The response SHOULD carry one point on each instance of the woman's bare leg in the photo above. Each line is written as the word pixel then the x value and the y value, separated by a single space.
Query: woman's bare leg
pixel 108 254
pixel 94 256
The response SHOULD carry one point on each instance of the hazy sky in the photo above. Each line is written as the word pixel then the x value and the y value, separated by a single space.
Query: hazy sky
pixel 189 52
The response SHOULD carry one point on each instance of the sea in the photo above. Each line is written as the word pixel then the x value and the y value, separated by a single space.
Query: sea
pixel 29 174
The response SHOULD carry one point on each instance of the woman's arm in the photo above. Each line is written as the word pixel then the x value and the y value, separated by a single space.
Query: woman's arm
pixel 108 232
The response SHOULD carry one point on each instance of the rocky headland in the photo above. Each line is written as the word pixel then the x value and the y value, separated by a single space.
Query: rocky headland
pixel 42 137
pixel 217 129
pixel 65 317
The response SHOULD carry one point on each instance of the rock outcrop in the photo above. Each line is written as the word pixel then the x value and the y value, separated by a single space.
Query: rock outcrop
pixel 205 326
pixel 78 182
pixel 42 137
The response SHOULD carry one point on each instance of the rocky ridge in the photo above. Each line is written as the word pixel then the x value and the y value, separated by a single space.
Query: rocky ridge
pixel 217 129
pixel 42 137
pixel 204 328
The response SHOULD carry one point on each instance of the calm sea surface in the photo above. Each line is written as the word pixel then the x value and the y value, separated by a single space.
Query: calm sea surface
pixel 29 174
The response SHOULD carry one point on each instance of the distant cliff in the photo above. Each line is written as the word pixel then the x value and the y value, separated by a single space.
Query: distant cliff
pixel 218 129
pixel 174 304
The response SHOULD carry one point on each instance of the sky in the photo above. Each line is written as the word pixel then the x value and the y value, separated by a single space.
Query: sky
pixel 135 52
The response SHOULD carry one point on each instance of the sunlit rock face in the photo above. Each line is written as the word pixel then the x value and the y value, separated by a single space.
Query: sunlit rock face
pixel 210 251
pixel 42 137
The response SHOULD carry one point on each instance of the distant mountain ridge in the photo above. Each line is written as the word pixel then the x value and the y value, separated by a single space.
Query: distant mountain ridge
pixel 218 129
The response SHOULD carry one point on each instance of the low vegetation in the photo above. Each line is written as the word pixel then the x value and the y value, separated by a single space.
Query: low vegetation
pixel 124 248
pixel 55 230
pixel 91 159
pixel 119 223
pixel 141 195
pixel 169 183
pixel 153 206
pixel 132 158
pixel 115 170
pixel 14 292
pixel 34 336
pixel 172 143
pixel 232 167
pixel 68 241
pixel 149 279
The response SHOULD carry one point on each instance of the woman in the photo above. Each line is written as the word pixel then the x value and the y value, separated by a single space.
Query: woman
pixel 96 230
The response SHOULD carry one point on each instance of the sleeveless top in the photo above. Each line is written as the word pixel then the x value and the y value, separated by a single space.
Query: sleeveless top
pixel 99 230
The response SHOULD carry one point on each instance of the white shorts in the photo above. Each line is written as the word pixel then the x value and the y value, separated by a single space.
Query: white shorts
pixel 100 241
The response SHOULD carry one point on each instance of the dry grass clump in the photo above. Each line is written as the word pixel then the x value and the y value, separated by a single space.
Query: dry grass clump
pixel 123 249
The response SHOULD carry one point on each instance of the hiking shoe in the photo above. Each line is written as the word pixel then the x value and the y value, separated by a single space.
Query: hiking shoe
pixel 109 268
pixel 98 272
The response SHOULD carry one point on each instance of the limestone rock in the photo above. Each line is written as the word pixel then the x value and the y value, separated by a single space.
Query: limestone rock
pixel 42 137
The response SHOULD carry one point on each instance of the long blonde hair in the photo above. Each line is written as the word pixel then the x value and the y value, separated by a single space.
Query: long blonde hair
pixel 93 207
++++++++++++++++++++
» Task item: The data above should be output exactly, with each line intact.

» Exercise output:
The response SHOULD carry one point on each instance of the woman's bare leg in the photo above. Each line is written as the word pixel then the x value and the y value, separated by a single space.
Query: woman's bare leg
pixel 108 254
pixel 94 256
The response SHOULD carry one point on each instance of the hazy sky in the photo above. Each line is written as the word pixel then the x value and the y value, separated by a single space.
Query: hazy sky
pixel 189 52
The response SHOULD carry one point on each instance of the sea in the photo above. Each line is written as the word pixel then the x value and the y value, separated by a single space.
Query: sea
pixel 29 174
The response SHOULD carry one point on each instance of the woman's arm in the photo above. Each line is written as the word pixel then the x value and the y value, separated by a single space.
Query: woman's arm
pixel 108 232
The response SHOULD carry one point on each instance of the rocky headland in the photo above. Each line is written as the word pixel then the x value and the y value, separated by a single space.
Query: rocky headland
pixel 42 137
pixel 217 129
pixel 65 317
The response SHOULD carry one point on each instance of the rock outcrop in the photo above. Each line is written as the word pixel then the x value and the y value, separated by a single space.
Query: rock outcrop
pixel 205 326
pixel 78 182
pixel 42 137
The response SHOULD carry one point on each instance of the rocky ridge in the photo above. Each line is written as the word pixel then the x value and the y value, separated by a single space.
Query: rocky ridge
pixel 217 129
pixel 42 137
pixel 204 328
The response SHOULD carry one point on each instance of the calm sea surface in the photo above. Each line is written as the word pixel then the x value and the y value, separated by a single space.
Query: calm sea surface
pixel 29 174
The response SHOULD carry one point on each instance of the distant cliff in the photo above. Each line is written as the word pixel then the x value and the y value, separated by a single space.
Query: distant cliff
pixel 218 129
pixel 174 304
The response SHOULD carry one point on each instance of the sky in the photo above. Each line is written as the word pixel then the x value and the y value, separated by a single space.
Query: sky
pixel 135 52
The response SHOULD carry one point on each instance of the sunlit rock face in the photo above. Each line is written as the word pixel then the x value and the y value, separated by a single space.
Query: sunlit rock face
pixel 210 251
pixel 42 137
The response SHOULD carry one point on each instance of the distant mountain ridge in the photo above. Each line is written as the word pixel then the x value and the y value, separated by a single space.
Query: distant mountain ridge
pixel 218 129
The response SHOULD carry one point on each instance of the low vegetation in the photo above. Each line is written as the word pixel then the x value and the y value, separated by a single space.
Query: low vegetation
pixel 124 248
pixel 55 230
pixel 91 159
pixel 119 223
pixel 141 195
pixel 169 183
pixel 153 206
pixel 132 158
pixel 115 170
pixel 14 292
pixel 34 336
pixel 172 143
pixel 232 167
pixel 68 241
pixel 149 279
The response SHOULD carry one point on each instance of the woman in the photo above. Each line is written as the word pixel then the x value and the y value, separated by a single space.
Query: woman
pixel 96 230
The response SHOULD carry one point on each instance of the sleeveless top in the photo above. Each line is written as the word pixel then the x value and the y value, separated by a single space.
Query: sleeveless top
pixel 99 230
The response SHOULD carry one point on each instance of the white shorts in the photo above. Each line is written as the word pixel then the x value and the y value, separated by a single space.
Query: white shorts
pixel 100 241
The response SHOULD carry one point on each instance of the dry grass clump in the photo above. Each line is written as the word pixel then the x value and the y value, separated by a single space.
Query: dry grass clump
pixel 123 249
The response SHOULD carry one point on each instance of the hiking shoe in the photo above. Each line is written as the word pixel then the x value and the y value, separated by a single space.
Query: hiking shoe
pixel 109 268
pixel 98 272
The response SHOULD carry one point on each instance of the limestone rock in the photo above. Each line is written as the word pixel then the x value and the y value, separated by a single space.
Query: limestone rock
pixel 42 137
The response SHOULD carry one point on each instance of the long blonde hair in the photo above. Each line is written as the word pixel then the x value and the y value, separated by a single space.
Query: long blonde hair
pixel 93 207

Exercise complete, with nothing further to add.